▶ **Reading text**
>>>>
Day-of-Week Patterns: - Tuesday–Thursday: Highest overall yield. Midweek is the workhorse. - Monday: Good CTR, moderate conversion. People are catching up — news hooks work well. - Friday: CTR drops. Avoid unless deadline is genuinely Friday. - Saturday: Lowest engagement overall. Reserve for genuine breaking news only. - Sunday: Moderate — can work for "weekend wrap-up" or "tomorrow's deadline" priming.
3-Message Reactivation Sequence (Lapsed Donors):
Day 1: Guilt observation + poll/survey ask
Day 4: Platform audit / identity confirm ("Do I have the right number?")
Day 8: FINAL NOTICE + hard deadline + social proof
→ If no response after Day 8: suppress 30 days, then retry ONE more time
→ If still no response: move to dormant list (annual re-engagement only)
5-Message New Donor Onboarding Sequence:
Day 1: Welcome + identity confirm (non-transactional)
Day 3: Poll or survey (engagement, no donation ask)
Day 5: First soft ask — match offer + low dollar amount
Day 8: Membership/product offer (identity-based)
Day 12: Social proof + deadline ("X Californians have joined — you haven't")
3-Message Deadline Sequence (Active Donors):
72 hours: Named signer announces deadline + match offer
24 hours: Urgency escalation + social proof ("X donors have already responded")
2 hours: FINAL — "Closes at midnight" + signer check-back ("I'll check in 2 hours")
<<<<
▶ **Entries shown**
>>>>
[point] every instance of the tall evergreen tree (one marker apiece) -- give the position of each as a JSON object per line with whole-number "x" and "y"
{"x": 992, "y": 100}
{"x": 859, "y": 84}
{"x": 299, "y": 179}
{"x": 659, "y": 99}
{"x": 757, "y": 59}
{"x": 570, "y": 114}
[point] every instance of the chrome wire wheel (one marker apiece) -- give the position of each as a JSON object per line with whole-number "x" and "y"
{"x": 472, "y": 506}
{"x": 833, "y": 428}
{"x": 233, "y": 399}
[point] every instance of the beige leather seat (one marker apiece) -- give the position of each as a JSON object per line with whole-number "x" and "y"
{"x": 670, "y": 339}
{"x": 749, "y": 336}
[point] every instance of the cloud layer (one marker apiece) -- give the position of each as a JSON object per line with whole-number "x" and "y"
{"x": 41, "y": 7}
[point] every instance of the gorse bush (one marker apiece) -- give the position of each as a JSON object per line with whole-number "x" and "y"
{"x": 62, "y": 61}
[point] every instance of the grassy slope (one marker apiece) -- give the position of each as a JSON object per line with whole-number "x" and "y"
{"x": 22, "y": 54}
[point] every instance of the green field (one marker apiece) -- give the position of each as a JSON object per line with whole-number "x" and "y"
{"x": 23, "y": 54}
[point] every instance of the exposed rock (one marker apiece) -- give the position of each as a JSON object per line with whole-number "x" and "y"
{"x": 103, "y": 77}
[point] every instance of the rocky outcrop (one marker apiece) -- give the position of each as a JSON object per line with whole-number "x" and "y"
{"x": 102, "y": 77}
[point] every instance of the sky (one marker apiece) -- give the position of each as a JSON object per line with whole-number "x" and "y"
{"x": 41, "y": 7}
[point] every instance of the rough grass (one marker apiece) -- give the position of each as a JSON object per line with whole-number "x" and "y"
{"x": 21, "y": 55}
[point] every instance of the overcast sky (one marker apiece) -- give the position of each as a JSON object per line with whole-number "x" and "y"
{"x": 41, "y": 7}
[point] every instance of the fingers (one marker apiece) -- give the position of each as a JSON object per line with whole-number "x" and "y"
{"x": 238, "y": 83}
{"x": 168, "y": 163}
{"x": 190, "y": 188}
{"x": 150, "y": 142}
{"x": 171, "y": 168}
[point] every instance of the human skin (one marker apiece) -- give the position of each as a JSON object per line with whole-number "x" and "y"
<<<<
▶ **Exercise requirements**
Transcribe the fundraising message schedule word for word, from "3-Message Reactivation Sequence" up to and including "(annual re-engagement only)". You won't need the rows for this.

▶ **Exercise response**
3-Message Reactivation Sequence (Lapsed Donors):
Day 1: Guilt observation + poll/survey ask
Day 4: Platform audit / identity confirm ("Do I have the right number?")
Day 8: FINAL NOTICE + hard deadline + social proof
→ If no response after Day 8: suppress 30 days, then retry ONE more time
→ If still no response: move to dormant list (annual re-engagement only)